**Work to be completed**
Extend the passage on oil producers' record free cash flow and a possible supercycle, picking up right after its final sentence.
:: Passage given
Low investment and oil prices above $70/bl could help the world's publicly traded E&P companies report record free cash flow of $348bn this year, consultancy Rystad Energy says. Shale, which has struggled to generate positive returns in the past, is on track to make close to $60bn in free cash flow this year before hedging, the firm estimates.
Supercycle me
At the same time, oil service firm Schlumberger sees the potential for a demand-led supercycle as the market rebalances faster than previously expected owing to lower investment, and as the economy bounces back and US drillers and Opec+ exercise restraint. These factors set the stage for a "sustained growth cycle", chief executive Olivier Le Peuch says.
::::
:: Excerpted records
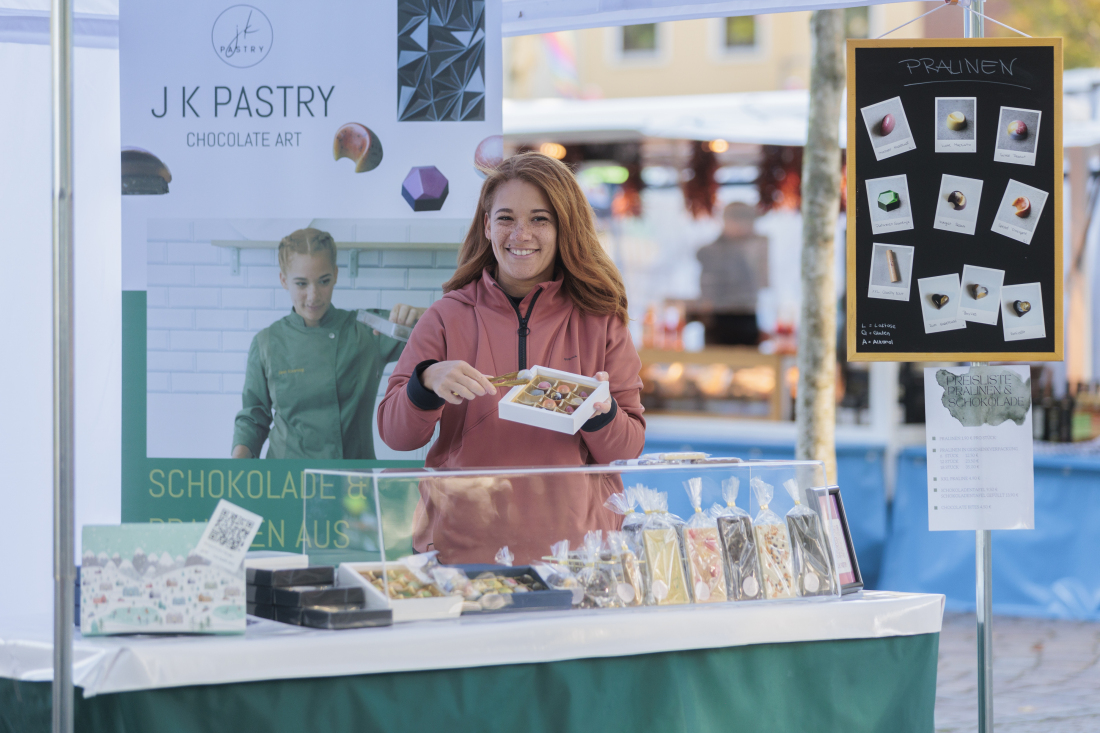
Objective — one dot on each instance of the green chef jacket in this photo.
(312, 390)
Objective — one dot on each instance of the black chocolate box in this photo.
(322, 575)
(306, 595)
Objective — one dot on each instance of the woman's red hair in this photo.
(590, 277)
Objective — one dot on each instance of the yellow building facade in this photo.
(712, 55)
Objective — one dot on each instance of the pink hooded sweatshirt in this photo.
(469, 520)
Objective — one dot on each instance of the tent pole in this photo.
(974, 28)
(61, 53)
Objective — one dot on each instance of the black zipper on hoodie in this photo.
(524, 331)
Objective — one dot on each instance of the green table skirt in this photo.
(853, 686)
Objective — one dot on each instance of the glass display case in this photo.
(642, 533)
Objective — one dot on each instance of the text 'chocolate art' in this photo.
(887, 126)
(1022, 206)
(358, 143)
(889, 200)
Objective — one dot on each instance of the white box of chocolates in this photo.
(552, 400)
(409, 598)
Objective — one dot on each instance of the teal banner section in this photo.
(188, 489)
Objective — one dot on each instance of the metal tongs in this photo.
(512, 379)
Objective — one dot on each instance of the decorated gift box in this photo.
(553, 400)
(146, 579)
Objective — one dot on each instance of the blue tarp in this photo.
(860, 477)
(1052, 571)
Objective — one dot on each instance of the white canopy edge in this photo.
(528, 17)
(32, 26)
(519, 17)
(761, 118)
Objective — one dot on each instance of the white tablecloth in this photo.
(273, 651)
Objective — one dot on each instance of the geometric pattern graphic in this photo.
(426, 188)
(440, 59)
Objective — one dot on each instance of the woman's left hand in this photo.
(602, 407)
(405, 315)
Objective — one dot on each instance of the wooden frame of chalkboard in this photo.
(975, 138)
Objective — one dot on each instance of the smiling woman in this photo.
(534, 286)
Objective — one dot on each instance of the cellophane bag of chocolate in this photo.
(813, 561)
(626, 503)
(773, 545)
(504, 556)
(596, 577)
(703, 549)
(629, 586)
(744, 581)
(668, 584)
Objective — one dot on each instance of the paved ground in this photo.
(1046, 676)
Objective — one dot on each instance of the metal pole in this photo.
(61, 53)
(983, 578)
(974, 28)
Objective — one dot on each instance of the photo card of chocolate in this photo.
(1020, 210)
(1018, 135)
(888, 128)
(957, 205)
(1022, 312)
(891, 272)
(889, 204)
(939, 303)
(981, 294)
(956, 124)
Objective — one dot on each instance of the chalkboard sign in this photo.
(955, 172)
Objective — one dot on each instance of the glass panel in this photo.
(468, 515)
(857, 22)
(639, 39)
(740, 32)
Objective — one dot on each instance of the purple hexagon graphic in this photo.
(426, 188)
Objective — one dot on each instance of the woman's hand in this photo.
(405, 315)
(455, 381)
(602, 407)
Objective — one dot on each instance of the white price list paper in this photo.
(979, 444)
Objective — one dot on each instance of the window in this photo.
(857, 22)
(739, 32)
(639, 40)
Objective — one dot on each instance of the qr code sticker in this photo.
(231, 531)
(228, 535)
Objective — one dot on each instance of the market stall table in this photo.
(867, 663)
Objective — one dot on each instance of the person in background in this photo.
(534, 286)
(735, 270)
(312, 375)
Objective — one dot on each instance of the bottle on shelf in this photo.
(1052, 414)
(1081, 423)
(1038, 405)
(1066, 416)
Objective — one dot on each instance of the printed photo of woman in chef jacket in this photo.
::::
**Result for this task**
But surplus capacity in the shale services sector means that firms cannot yet pass on their rising costs to drillers. "Cost inflation is killing us," one service company executive says. Independent producer EOG Resources says that falling well costs are in line with its 5pc reduction target. "We have been able to lower well costs even in what is potentially turning into a bit of an inflationary environment," president Ezra Yacob says.
Liberty Oilfield Services, which snapped up Schlumberger's US and Canadian hydraulic fracturing (fracking) business last year, says that the number of fracking fleets working in North America has rebounded from a low of 30 last year and is likely to end 2021 in the "mid 200s", as privately held oil companies boost drilling while publicly listed rivals hold back.